• **Material for the task**
◆ ◆ ◆ ◆ ◆
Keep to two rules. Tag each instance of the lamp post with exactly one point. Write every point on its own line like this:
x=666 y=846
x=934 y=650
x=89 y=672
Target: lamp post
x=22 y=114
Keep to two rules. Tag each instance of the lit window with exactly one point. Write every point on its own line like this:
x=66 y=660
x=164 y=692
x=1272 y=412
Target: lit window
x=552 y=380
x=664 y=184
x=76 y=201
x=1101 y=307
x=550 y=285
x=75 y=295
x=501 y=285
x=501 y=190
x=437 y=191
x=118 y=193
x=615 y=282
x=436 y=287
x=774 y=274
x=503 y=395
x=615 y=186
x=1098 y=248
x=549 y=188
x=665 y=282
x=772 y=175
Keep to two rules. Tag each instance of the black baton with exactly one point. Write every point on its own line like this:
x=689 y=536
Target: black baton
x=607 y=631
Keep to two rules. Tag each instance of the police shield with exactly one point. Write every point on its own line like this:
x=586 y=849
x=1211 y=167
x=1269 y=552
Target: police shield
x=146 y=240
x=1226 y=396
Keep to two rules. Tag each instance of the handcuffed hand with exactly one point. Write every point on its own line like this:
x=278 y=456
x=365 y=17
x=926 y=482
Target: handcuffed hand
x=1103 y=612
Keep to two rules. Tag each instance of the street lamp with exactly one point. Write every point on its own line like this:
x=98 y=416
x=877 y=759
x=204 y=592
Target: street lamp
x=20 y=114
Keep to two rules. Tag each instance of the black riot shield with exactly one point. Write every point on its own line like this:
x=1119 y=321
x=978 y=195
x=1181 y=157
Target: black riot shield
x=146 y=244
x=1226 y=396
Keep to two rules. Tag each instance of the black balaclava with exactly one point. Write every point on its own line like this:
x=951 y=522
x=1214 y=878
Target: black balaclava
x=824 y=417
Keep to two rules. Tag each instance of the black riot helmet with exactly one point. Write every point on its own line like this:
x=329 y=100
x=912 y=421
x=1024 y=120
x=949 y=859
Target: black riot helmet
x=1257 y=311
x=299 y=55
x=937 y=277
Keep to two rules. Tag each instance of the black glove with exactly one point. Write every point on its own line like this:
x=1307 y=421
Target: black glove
◆ ◆ ◆ ◆ ◆
• **Work instructions**
After locating the line holding "x=934 y=650" above, output exactly that line and every line after it through the line holding "x=1272 y=412". Include nothing else.

• **Exercise response**
x=934 y=650
x=89 y=672
Target: lamp post
x=22 y=114
Keep to two rules. Tag each instance of the lit window with exactly one point. Write every point on its own line like this:
x=66 y=660
x=164 y=692
x=1272 y=412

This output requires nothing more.